ZIEL DER AUFGABE – Schreiben Sie alles von der Zeile mit „Reviewer note: check that every instance of the snowy“ bis zum Ende der Datensätze vollständig und Zeile für Zeile erneut ab. Addieren Sie dabei zu jeder Koordinate in den Antworten 114.

+++ DATENSÄTZE ZUR AUFGABE +++

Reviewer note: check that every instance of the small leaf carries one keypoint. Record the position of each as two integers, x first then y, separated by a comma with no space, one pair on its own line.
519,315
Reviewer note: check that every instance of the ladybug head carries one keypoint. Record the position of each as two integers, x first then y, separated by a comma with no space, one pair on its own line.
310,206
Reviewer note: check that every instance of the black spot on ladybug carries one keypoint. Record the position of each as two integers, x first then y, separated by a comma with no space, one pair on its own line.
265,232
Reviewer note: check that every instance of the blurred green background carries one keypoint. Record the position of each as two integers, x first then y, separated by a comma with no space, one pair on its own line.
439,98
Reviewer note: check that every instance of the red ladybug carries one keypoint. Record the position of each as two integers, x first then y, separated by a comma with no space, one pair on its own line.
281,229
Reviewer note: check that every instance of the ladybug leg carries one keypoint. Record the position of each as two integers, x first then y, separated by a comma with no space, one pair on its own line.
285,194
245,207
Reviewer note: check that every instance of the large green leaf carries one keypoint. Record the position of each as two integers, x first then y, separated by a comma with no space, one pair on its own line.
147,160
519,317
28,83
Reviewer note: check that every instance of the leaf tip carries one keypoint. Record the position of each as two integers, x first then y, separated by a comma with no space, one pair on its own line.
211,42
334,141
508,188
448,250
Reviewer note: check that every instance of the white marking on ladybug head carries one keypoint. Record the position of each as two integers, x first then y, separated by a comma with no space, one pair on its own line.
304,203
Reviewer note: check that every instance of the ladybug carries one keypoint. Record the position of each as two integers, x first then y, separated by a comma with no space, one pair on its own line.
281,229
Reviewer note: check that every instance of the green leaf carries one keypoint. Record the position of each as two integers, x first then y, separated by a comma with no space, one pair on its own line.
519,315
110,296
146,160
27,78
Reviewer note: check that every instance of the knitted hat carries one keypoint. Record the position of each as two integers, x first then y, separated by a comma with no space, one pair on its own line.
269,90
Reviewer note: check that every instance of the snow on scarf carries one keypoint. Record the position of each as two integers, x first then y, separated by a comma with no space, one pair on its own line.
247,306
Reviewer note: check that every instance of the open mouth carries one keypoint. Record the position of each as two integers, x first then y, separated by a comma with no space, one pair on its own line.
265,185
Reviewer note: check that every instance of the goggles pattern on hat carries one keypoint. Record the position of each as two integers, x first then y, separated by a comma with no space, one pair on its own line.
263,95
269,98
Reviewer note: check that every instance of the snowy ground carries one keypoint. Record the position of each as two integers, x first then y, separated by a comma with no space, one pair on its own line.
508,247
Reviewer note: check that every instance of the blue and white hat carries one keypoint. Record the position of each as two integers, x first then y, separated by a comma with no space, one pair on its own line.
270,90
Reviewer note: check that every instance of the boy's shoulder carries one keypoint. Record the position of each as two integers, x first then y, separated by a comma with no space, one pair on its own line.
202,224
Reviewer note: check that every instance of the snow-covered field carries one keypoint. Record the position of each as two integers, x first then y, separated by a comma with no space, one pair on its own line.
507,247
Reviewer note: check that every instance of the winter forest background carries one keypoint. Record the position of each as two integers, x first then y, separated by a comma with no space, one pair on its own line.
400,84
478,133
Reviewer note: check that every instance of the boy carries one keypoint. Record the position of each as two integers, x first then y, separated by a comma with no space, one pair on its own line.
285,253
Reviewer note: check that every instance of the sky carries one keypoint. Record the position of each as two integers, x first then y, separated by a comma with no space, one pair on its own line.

+++

ANTWORT –
Reviewer note: check that every instance of the snowy ground carries one keypoint. Record the position of each as two integers, x first then y, separated by a comma with no space, one pair on its own line.
622,361
Reviewer note: check that every instance of the blue and white hat carries one keypoint. Record the position of each as two integers, x first then y, separated by a comma with no space, one pair on its own line.
384,204
Reviewer note: check that every instance of the boy's shoulder carries one keypoint. Record the position of each as two integers, x first then y, separated by a comma with no space, one pair on its own line.
316,338
Reviewer note: check that every instance of the snow-covered field carries one keypoint. Record the position of each as two integers, x first then y, separated by a comma with no space, one pair on its own line.
621,361
Reviewer note: check that every instance of the winter forest background carries one keypoint. Record the position of each as two integers, x first then y, separated by a comma with no space, one pair on its own line.
514,198
592,247
Reviewer note: check that every instance of the boy carries one keypoint. Record the position of each as two integers, x first then y, separated by a comma with no space, one pair on its own line.
399,367
Reviewer note: check that every instance of the sky carries one keypoint. Record the position of each as two integers, x first then y, separated by a comma with no space, one pair on its own line.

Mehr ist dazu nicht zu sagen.